Les Résistants à la guerre "Objecteurs de conscience " dans la première décennie d’Israël
I Introduction.
Marcella Simoni
Article mis en ligne le 5 décembre 2024

par ps

Pour faciliter la traduction, le terme anglais CO (Objecteurs de Conscience) a été conservé et les notes ont été ignorées. L’adresse internet du texte original est en bas du texte.) Les initiales WRII signifient War Resisters International Israel . [1]

En 1962, Avner Falk, un jeune objecteur de conscience israélien, décrit la situation dans laquelle il se trouve : Quelles qu’en soient les raisons, le pacifiste israélien doit faire face à une attitude froide, narquoise et méprisante, non seulement de la part de personnes indifférentes, mais aussi de la part de ses propres amis. Un camarade de classe a cessé de m’adresser la parole après avoir lu une de mes lettres dans un journal israélien (...). Beaucoup d’autres personnes qui ont entendu parler de ma "conversion au pacifisme" ont mis un point d’honneur à toujours me saluer ainsi "Salut pacifiste".

Par ces mots, Falk a révélé comment les objecteurs étaient perçus en Israël dans les années 1950 - la décennie de la "nation en armes" et l’âge d’or des forces de défense israéliennes (IDF/FDI) -, au mieux comme des vertueux, au pire comme des traîtres et, dans tous les cas, comme des marginaux dans une société où le pacifisme n’était pas considéré comme une vertu.

Cette étude raconte l’histoire d’un groupe d’hommes laïques - et de quelques femmes - qui étaient des objecteurs totaux en Israël dans les années 1950. Cette décennie a vu la consolidation de l’État et des institutions nouvellement établis par une forme très centralisée de statalisme (mamlachtyiut) et par l’immigration d’environ 600 000 Juifs des pays arabes, un processus qui a été de loin plus traumatisant que ne le suggère l’expression traditionnelle "le rassemblement des exilés". Les années 1950 ont également été une décennie de guerre : elle s’est ouverte sur les ruines de la guerre de 1948, elle a connu les guerres frontalières, puis la guerre de Suez (1956).

Dans un contexte où l’État, ses institutions et la société ont entrepris un énorme effort collectif pour survivre et se consolider, il semble qu’il y ait eu très peu d’espace pour que des organisations non institutionnelles émergent et finissent par contester son omniprésence, en particulier dans des domaines tels que la défense nationale. D’autant plus qu’à l’époque, l’objection de conscience n’était nulle part considérée comme un droit humain individuel. Peu de pays l’avaient prévue - dont la Grande-Bretagne - et les premières déclarations internationales non contraignantes sur l’objection de conscience en tant que droit de l’homme ne sont apparues qu’en 1967 (cf la résolution n° 337 du Conseil de l’Europe) ; la reconnaissance formelle par les Nations unies n’est intervenue qu’en 1987.

========================================================================

Exercices à traiter:
1. Citez toutes les guerres mentionnées dans l'extrait.
2. Rédigez la suite de l'extrait sur les objecteurs de conscience en Israël, en partant de sa dernière phrase.
On peut se passer de la liste pour répondre.

Lignes de données:

========================================================================

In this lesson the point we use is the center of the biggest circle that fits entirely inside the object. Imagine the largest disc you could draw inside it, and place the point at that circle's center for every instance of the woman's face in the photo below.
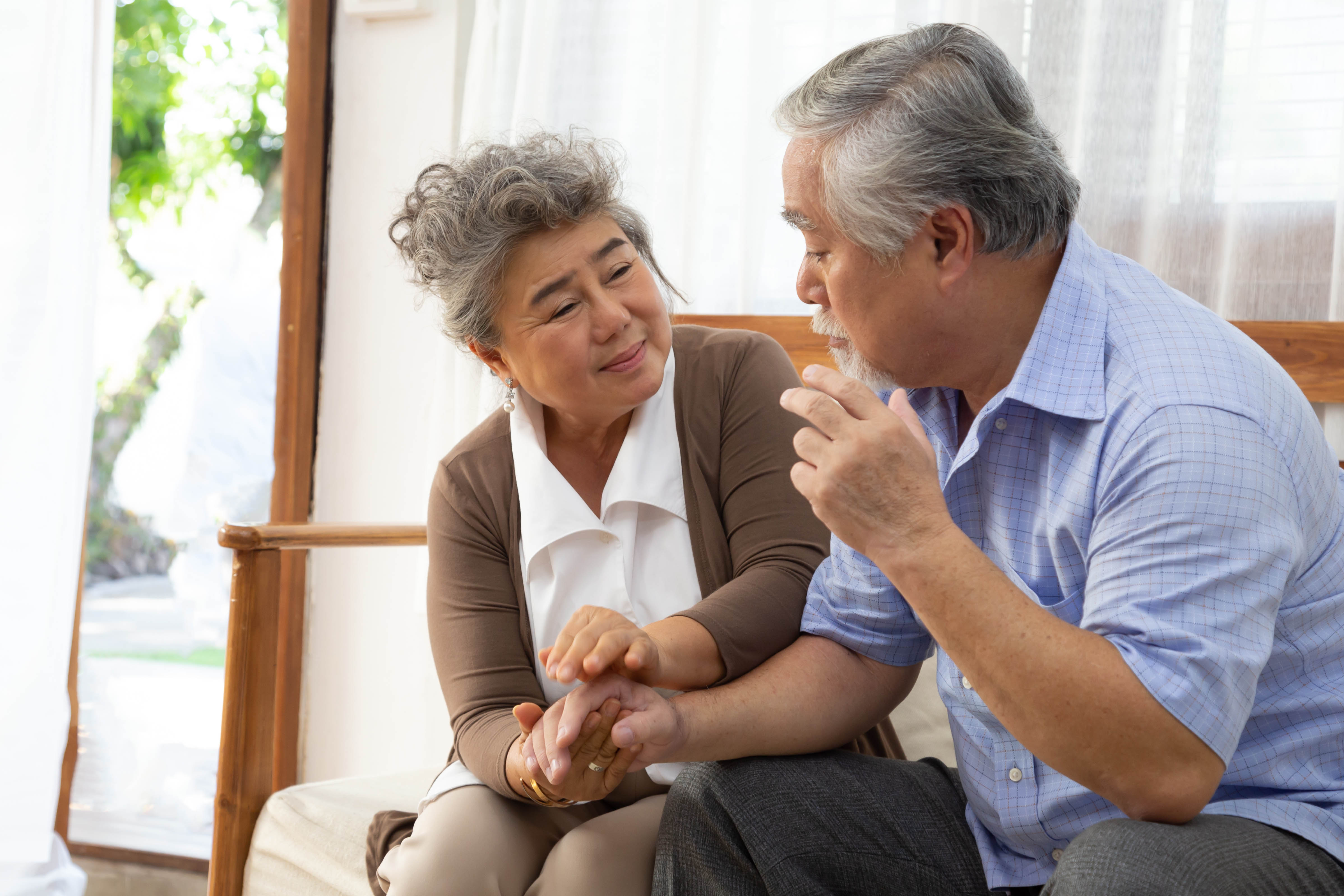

========================================================================

Réponses:
1. La guerre de 1948, les guerres frontalières et la guerre de Suez (1956).

2.
Dans le contexte des années 1950, la fondation d’un mouvement organisé de CO en Israël ne semblait donc pas avoir beaucoup de chances.

Certains avaient commencé à résister à la conscription avant 1948, mais le groupe - et l’association, "War Resisters’ International - Israel Section" (WRII) - ne s’est développé que dans les années 1950. Cette association, ses efforts et ses luttes pouvaient être considérés comme une possibilité - dans les années 1950, rien de plus - du début d’un nouveau type de relations civilo-militaires et, par conséquent, comme le point de départ possible d’une relation entre une société civile embryonnaire et l’État. Ce n’est pas un hasard si Tamar Hermann définit cette association comme "l’une des plus anciennes ONG [organisations non gouvernementales] d’Israël".

Deux thèmes sous-tendent cet essai : premièrement, le fait qu’indirectement - c’est-à-dire à travers les réactions politiques, judiciaires et culturelles des institutions et de la société de l’État - l’objection de conscience représente un miroir renvoyant leur image à un moment et à un endroit donnés. L’image indique la force, la faiblesse et/ou la capacité de l’État à traiter les citoyens dissidents autrement que par la prison ou la punition. Ce miroir renvoie également une idée de la capacité d’une société à inclure des membres qui ne partagent pas les valeurs et les pratiques du courant dominant. Deuxièmement, il convient de rappeler qu’aujourd’hui comme hier, malgré leurs motivations individuelles fortes et profondes, les objecteurs de conscience se sont organisés collectivement, par le biais d’associations internationales ou nationales, puis d’ONG. Le droit à l’objection de conscience a été historiquement revendiqué collectivement et, au 20ème siècle, il a été défendu par des associations opérant à un niveau transnational ; le WRI déjà mentionné en est un exemple, tandis que, pour une période plus tardive, Amnesty International en est une autre. A cet égard, "l’une des plus anciennes ONG du pays" était également une ONG transnationale.

Dans cette étude, j’examine ce que l’attitude à l’égard de l’objection de conscience peut révéler de l’histoire des débuts de l’État d’Israël, à une époque où la plupart des objecteurs de conscience dans le monde étaient emprisonnés et pouvaient être condamnés à la peine capitale. Peut-on dresser un portrait de Tsahal - considéré ici comme une institution fondatrice de l’État - à travers l’objection de conscience ? Et si oui, est-il plus proche de l’utopie en uniforme dessinée par Zeev Drori [2], ou du cauchemar décrit par Yehoshua Kenaz dans son roman Infiltration  ?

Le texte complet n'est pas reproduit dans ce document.